Copy out the items below unchanged, starting at the line that contains "Expected output, for every instance of the patch" and running through the last line, with both ends included.
--- Start ---
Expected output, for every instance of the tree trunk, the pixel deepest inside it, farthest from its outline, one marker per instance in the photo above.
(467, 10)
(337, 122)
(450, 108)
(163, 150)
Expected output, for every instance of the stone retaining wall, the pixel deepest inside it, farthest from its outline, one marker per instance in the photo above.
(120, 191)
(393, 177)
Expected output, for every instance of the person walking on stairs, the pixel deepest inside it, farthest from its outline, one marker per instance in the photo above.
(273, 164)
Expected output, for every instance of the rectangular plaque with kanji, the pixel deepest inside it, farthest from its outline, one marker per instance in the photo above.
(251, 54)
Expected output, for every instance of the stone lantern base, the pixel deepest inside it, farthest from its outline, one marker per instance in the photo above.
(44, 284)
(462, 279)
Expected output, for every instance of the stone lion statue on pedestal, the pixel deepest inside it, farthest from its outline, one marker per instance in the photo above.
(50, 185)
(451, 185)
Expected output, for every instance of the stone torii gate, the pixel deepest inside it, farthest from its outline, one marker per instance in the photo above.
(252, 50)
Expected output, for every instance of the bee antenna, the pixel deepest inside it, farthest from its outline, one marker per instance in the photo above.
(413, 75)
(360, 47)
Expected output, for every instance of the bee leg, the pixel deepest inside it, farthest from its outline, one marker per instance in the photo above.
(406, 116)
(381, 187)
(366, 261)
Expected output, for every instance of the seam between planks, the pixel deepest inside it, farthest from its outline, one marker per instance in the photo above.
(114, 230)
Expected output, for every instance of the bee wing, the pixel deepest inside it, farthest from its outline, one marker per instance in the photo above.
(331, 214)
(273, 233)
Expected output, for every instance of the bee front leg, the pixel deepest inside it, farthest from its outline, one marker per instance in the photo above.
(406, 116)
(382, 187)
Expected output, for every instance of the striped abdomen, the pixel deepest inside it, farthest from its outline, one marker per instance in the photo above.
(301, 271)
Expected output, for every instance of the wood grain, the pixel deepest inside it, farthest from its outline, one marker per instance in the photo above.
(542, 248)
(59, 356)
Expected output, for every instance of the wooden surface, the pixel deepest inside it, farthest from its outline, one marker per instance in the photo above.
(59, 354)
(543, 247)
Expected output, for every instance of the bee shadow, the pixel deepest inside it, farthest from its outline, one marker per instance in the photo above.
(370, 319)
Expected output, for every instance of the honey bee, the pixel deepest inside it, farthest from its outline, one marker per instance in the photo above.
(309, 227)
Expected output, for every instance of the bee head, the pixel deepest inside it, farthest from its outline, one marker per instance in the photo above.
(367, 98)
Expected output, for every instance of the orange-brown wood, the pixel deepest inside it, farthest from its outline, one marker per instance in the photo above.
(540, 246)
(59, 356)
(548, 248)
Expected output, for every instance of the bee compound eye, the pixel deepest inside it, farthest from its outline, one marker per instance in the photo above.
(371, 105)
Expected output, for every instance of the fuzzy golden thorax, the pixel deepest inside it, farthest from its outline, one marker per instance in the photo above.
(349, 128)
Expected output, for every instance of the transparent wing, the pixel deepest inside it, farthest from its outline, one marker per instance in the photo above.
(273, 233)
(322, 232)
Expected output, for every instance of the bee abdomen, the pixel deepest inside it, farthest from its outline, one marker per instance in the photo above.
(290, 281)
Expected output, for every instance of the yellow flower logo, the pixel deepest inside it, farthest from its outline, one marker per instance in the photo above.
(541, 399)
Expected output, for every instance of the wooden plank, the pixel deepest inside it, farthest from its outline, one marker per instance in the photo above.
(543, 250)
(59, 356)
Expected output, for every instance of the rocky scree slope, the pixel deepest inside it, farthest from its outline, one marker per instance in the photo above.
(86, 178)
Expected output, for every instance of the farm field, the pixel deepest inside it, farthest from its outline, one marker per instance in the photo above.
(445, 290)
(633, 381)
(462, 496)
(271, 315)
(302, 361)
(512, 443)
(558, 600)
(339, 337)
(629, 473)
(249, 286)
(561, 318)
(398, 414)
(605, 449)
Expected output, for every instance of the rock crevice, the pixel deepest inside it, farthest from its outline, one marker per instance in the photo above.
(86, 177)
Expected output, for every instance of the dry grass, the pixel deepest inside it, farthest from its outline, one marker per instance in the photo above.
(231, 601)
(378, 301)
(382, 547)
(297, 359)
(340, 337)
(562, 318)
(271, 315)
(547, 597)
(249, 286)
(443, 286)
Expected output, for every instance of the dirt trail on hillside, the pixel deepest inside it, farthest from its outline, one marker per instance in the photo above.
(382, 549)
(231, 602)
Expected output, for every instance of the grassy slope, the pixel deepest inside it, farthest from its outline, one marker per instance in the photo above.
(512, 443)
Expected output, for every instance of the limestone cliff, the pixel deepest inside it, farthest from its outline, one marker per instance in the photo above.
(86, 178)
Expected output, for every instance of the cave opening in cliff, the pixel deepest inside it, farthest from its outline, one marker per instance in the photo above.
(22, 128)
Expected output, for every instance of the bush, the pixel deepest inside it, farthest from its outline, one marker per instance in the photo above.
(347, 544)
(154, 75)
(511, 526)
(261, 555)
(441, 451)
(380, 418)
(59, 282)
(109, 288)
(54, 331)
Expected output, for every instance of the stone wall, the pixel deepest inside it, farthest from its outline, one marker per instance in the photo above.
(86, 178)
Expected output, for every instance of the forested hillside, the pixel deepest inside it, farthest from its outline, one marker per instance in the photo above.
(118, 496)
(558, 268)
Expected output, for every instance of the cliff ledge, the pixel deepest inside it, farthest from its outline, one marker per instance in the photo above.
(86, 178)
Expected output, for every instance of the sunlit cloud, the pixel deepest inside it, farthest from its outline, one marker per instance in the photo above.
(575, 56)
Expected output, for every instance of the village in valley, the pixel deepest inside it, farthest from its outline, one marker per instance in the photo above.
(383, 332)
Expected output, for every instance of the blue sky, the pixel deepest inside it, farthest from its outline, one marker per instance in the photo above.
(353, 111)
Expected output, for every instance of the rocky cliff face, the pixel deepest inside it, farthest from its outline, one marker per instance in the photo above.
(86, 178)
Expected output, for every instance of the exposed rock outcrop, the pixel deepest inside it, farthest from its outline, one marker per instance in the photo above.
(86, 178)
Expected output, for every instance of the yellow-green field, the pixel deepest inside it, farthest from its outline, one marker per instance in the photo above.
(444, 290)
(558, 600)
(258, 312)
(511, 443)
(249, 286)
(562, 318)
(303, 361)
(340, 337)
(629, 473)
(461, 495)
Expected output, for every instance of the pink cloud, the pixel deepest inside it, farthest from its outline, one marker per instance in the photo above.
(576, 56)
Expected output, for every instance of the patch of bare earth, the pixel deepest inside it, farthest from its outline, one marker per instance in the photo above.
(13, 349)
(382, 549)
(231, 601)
--- End ---
Task output
Expected output, for every instance of the patch of bare earth, the pixel deepest inside it, farthest from its outline, one marker per instance in the photo above.
(13, 349)
(382, 549)
(231, 601)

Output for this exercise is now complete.